#### WHAT TO WORK ON
Locate each line of the records that contains the string "marker", treating uppercase and lowercase as distinct, and copy every such line.

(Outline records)
"""

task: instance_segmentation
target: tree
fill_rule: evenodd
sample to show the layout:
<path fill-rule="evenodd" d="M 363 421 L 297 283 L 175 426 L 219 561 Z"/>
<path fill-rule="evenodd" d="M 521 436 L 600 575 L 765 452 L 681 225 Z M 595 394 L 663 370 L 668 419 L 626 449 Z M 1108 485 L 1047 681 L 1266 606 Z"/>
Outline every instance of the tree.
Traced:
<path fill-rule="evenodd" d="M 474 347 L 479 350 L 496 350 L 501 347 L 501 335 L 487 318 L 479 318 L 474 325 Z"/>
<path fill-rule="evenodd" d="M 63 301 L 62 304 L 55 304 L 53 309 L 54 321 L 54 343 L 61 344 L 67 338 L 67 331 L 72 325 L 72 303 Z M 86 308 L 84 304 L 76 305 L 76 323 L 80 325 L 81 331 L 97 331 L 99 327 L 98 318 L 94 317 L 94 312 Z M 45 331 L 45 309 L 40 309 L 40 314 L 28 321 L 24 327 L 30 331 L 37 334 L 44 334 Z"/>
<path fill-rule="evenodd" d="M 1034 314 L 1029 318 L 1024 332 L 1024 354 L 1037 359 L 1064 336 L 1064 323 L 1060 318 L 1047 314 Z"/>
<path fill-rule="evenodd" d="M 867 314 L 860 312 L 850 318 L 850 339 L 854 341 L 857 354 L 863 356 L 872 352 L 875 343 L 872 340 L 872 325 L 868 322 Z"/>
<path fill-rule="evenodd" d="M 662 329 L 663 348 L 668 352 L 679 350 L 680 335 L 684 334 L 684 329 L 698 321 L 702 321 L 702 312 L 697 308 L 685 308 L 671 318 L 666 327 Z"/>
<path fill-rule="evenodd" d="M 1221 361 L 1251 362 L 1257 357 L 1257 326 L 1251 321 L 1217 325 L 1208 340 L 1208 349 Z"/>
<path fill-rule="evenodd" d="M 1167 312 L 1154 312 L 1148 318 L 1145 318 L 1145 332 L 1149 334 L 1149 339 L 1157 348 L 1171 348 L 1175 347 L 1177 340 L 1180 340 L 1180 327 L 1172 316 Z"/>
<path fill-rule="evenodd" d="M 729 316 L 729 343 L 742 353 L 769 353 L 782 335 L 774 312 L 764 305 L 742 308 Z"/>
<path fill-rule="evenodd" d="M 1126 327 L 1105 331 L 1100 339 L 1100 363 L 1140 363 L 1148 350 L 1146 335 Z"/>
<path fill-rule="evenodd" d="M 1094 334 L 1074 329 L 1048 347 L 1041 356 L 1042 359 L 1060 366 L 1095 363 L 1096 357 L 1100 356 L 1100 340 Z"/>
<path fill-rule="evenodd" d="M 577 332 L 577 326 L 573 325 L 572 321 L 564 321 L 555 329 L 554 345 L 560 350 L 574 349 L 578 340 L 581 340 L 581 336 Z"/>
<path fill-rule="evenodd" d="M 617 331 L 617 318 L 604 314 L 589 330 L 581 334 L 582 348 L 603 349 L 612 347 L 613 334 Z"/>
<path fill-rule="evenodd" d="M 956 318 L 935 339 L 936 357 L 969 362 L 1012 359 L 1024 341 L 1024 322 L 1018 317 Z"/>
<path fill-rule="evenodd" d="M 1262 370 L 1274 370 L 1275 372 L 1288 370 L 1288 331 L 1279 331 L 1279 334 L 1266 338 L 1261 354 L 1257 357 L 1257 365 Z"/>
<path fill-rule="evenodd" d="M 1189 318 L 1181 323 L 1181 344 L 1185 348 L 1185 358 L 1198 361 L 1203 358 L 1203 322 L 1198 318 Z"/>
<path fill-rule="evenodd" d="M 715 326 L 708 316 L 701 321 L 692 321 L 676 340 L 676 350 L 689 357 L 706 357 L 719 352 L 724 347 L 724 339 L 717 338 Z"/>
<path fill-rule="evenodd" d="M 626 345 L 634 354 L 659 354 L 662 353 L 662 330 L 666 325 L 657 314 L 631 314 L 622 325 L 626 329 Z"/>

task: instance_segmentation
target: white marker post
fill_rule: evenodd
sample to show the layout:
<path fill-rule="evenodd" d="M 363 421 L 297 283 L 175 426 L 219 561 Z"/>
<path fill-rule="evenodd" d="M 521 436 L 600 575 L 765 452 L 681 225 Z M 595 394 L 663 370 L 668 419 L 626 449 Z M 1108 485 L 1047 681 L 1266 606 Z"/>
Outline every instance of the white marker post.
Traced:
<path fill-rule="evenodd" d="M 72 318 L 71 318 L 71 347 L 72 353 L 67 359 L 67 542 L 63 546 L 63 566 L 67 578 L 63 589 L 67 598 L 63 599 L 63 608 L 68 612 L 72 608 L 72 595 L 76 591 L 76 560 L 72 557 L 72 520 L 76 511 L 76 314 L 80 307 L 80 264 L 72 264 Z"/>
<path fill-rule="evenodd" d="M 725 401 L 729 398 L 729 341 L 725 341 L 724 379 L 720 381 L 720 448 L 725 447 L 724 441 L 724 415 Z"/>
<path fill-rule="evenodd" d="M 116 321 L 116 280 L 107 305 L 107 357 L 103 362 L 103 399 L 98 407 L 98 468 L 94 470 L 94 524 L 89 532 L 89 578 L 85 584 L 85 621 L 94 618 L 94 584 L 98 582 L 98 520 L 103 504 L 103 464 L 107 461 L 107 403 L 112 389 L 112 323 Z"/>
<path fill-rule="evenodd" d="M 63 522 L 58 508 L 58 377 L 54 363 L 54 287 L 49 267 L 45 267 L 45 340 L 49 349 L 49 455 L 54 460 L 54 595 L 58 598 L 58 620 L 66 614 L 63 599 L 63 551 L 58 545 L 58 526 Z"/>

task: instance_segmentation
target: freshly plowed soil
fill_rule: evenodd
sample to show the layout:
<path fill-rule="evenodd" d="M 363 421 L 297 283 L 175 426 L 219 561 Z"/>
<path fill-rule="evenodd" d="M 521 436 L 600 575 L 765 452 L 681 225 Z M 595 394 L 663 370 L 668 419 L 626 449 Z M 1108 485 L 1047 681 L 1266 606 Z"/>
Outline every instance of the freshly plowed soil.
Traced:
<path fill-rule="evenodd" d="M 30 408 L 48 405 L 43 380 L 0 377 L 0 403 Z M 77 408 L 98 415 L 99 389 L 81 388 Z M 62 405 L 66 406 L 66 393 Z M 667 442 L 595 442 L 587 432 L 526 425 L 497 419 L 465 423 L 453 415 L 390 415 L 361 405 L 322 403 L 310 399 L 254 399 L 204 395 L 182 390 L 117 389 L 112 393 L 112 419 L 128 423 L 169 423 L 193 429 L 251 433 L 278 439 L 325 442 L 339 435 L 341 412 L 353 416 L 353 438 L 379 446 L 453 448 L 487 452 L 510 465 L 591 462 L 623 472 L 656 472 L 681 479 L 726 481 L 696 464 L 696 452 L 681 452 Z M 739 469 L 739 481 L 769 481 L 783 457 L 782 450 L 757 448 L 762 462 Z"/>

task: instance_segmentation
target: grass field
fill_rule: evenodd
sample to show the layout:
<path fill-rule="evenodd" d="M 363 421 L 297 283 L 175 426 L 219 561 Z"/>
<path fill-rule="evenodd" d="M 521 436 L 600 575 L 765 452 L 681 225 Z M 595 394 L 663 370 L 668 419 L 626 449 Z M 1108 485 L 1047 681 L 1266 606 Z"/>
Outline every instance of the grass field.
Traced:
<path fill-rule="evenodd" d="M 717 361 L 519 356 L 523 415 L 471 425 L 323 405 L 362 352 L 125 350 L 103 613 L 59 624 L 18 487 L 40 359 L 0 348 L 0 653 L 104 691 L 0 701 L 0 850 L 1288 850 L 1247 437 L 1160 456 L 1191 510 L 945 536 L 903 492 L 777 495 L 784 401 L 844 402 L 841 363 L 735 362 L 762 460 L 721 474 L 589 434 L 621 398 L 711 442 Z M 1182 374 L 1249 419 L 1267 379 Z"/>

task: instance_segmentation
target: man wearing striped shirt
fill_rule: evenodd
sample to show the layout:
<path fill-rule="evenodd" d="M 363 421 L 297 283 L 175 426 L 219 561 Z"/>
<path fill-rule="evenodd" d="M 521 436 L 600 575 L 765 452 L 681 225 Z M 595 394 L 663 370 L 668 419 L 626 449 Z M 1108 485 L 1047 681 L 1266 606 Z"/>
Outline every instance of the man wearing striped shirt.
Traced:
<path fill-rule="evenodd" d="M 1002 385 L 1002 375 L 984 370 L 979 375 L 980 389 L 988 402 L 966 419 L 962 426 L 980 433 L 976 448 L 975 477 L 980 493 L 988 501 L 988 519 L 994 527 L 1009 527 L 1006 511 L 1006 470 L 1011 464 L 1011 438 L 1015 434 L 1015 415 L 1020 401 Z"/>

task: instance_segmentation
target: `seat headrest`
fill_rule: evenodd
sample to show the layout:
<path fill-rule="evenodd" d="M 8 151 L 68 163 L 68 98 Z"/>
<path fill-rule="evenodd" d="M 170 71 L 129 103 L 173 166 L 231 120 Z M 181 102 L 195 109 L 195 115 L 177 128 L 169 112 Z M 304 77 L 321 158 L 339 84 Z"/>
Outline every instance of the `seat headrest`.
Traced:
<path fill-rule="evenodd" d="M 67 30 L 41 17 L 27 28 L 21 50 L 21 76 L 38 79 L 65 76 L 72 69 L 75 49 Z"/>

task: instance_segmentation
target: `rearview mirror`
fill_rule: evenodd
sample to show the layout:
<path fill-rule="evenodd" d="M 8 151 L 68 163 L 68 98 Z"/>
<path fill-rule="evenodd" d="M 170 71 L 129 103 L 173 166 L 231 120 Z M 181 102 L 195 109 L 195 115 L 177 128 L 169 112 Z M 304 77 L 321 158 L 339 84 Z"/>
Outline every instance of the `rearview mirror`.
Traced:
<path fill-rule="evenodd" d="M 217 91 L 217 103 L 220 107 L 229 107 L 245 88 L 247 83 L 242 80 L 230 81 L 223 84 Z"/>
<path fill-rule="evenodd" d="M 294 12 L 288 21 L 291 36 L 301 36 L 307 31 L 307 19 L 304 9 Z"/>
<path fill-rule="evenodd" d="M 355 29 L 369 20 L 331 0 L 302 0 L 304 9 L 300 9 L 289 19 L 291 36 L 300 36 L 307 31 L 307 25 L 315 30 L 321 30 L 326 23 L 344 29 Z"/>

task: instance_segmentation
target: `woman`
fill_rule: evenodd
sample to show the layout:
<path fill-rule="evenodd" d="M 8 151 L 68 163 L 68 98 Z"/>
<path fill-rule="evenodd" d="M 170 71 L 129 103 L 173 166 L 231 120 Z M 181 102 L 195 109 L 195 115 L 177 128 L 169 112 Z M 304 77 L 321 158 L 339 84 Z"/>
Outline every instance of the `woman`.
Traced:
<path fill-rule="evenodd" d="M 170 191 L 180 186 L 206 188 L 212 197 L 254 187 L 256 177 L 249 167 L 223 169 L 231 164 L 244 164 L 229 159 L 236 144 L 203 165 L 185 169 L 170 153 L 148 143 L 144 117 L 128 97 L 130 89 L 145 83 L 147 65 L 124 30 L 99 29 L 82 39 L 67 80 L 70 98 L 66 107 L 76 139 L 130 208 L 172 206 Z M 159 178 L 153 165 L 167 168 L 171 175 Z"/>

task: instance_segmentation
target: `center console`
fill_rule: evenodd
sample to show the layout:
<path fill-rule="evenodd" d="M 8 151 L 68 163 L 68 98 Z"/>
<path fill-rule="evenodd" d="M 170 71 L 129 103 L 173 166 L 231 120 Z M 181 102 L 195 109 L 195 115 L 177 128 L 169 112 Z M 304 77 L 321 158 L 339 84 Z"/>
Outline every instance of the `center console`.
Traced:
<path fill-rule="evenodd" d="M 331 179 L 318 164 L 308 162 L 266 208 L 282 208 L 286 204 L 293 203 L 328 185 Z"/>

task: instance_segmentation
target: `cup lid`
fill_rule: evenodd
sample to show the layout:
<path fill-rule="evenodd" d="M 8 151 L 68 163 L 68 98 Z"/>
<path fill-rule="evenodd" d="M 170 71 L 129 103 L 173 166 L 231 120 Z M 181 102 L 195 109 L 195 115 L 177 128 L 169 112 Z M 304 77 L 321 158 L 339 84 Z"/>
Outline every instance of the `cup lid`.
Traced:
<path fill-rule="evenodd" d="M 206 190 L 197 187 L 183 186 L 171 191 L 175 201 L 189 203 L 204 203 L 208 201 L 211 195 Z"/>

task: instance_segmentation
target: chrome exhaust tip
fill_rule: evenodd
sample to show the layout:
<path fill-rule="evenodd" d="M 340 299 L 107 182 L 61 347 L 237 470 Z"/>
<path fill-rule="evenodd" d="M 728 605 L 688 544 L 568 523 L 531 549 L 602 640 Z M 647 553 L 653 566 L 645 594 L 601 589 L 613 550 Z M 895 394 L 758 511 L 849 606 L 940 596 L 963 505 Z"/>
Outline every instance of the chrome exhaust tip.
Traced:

"""

#### FINAL RESULT
target: white marker post
Outline every instance of the white marker post.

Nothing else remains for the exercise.